• [DIRECTION 1] Translate this sentence from the PyPy commit notice into Spanish: "Got rid of the hash table logic in dictobject.py, using r_dicts instead."
• [DIRECTION 2] Based on the PyPy commit notice, is each statement true? Answer yes or no for each and quote the words that decide it. (a) The change adds a method called hash_w to baseobjspace.py. (b) The new revision number is 17474. (c) The log says dictobject.py now uses r_dicts.
• [DIRECTION 3] Carry on the PyPy commit diff from its last line.

• [DOCUMENT EXTRACT]
-.-.-

[pypy-svn] r17473 - in pypy/dist/pypy: interpreter objspace/std objspace/std/test

arigo at codespeak.net arigo at codespeak.net
Sun Sep 11 20:36:53 CEST 2005


Author: arigo
Date: Sun Sep 11 20:36:51 2005
New Revision: 17473

Modified:
   pypy/dist/pypy/interpreter/baseobjspace.py
   pypy/dist/pypy/objspace/std/dictobject.py
   pypy/dist/pypy/objspace/std/dicttype.py
   pypy/dist/pypy/objspace/std/marshal_impl.py
   pypy/dist/pypy/objspace/std/objspace.py
   pypy/dist/pypy/objspace/std/test/test_dictobject.py
Log:
And eventually...

Got rid of the hash table logic in dictobject.py,
using r_dicts instead.


Modified: pypy/dist/pypy/interpreter/baseobjspace.py
==============================================================================
--- pypy/dist/pypy/interpreter/baseobjspace.py	(original)
+++ pypy/dist/pypy/interpreter/baseobjspace.py	Sun Sep 11 20:36:51 2005
@@ -369,6 +369,10 @@
         """shortcut for space.is_true(space.is_(w_obj1, w_obj2))"""
         return self.is_true(self.is_(w_obj1, w_obj2))
 
+    def hash_w(self, w_obj):
+        """shortcut for space.int_w(space.hash(w_obj))"""
+        return self.int_w(self.hash(w_obj))
+
     def newbool(self, b):
         if b:
             return self.w_True

Modified: pypy/dist/pypy/objspace/std/dictobject.py
==============================================================================
--- pypy/dist/pypy/objspace/std/dictobject.py	(original)
+++ pypy/dist/pypy/objspace/std/dictobject.py	Sun Sep 11 20:36:51 2005
@@ -9,108 +9,33 @@
 from pypy.interpreter import gateway
 
 from pypy.rpython.rarithmetic import r_uint
+from pypy.rpython.objectmodel import r_dict
 
-class Entry:
-    def __init__(self):
-        self.hash = r_uint(0)
-        self.w_key = None
-        self.w_value = None
-    def __repr__(self):
-        return '<Entry %r,%r,%r>'%(self.hash, self.w_key, self.w_value)
 
 class W_DictObject(W_Object):
     from pypy.objspace.std.dicttype import dict_typedef as typedef
 
-    def __init__(w_self, space, list_pairs_w):
+    def __init__(w_self, space, w_otherdict=None):
         W_Object.__init__(w_self, space)
-        
-        w_self.used = 0
-        w_self.data = []
-        w_self.resize(len(list_pairs_w)*2)
-        w_self.w_dummy = space.newlist([])
+        if w_otherdict is None:
+            w_self.content = r_dict(space.eq_w, space.hash_w)
+        else:
+            w_self.content = w_otherdict.content.copy()
+
+    def initialize_content(w_self, list_pairs_w):
         for w_k, w_v in list_pairs_w:
-            w_self.insert(w_self.hash(w_k), w_k, w_v)
-        
+            w_self.content[w_k] = w_v
+
     def __repr__(w_self):
         """ representation for debugging purposes """
-        return "%s(%s)" % (w_self.__class__.__name__, w_self.data)
-
-    def hash(w_self, w_obj):
-        space = w_self.space
-        return r_uint(space.int_w(space.hash(w_obj)))

-.-.-

• [AVAILABLE DATA]
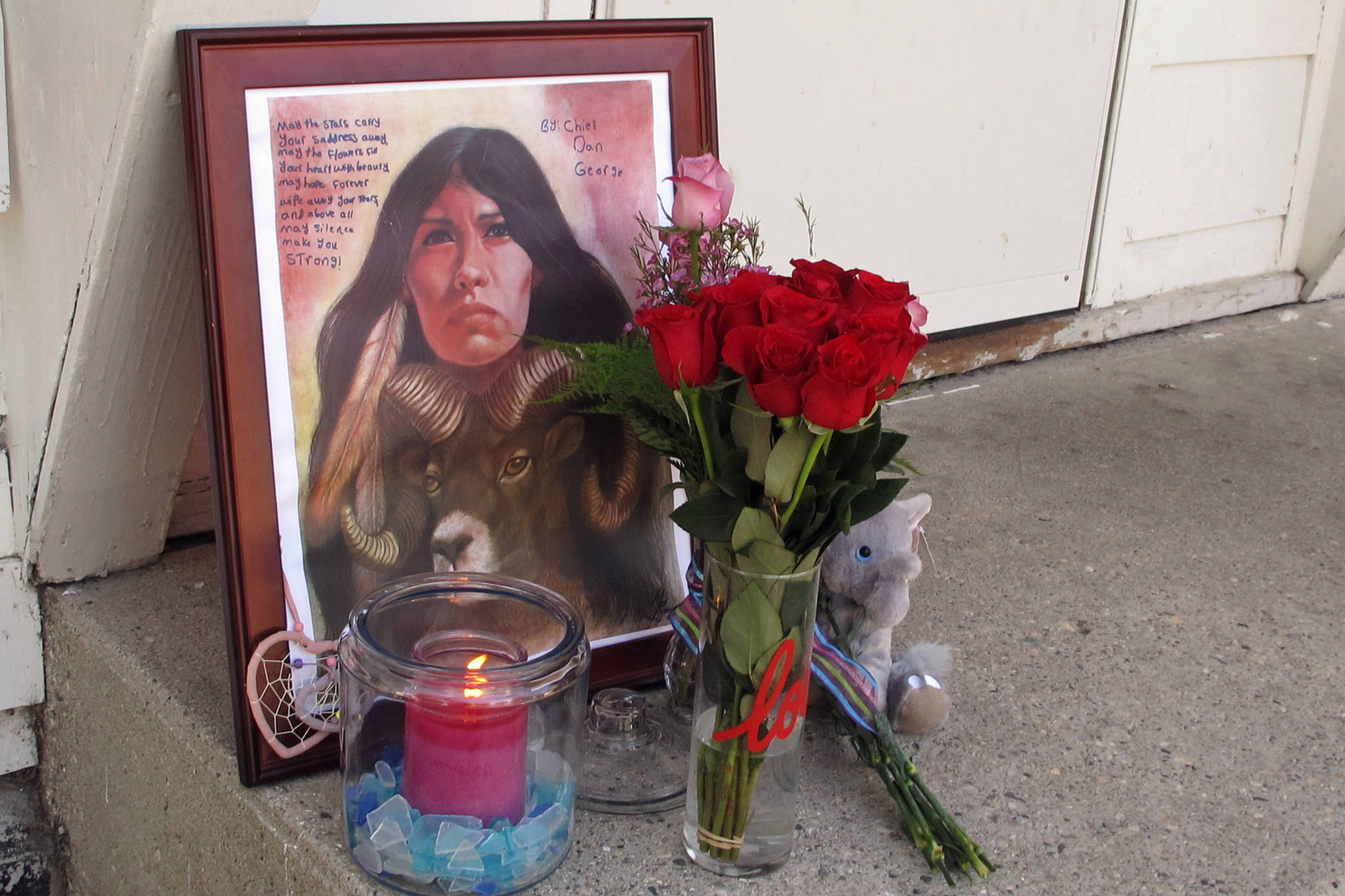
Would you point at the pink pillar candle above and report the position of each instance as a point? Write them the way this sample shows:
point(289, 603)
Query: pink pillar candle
point(466, 753)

-.-.-

• [OUTPUT 1] Me deshice de la lógica de la tabla hash en dictobject.py, usando r_dicts en su lugar.

• [OUTPUT 2]
(a) Yes: "+    def hash_w(self, w_obj):"
(b) No: "New Revision: 17473"
(c) Yes: "Got rid of the hash table logic in dictobject.py, using r_dicts instead."

• [OUTPUT 3]
-
-    def insert(self, h, w_key, w_value):
-        entry = self.lookdict(h, w_key)
-        if entry.w_value is None:
-            self.used += 1
-            entry.hash = h
-            entry.w_key = w_key
-            entry.w_value = w_value
-        else:
-            entry.w_value = w_value
-
-    def resize(self, minused):
-        newsize = 4
-        while newsize < minused:
-            newsize *= 2
-        od = self.data
-
-        self.used = 0
-        self.data = [Entry() for i in range(newsize)]
-        for entry in od:
-            if entry.w_value is not None:
-                self.insert(entry.hash, entry.w_key, entry.w_value)
-
-    def lookdict(self, lookup_hash, w_lookup):
-        assert isinstance(lookup_hash, r_uint)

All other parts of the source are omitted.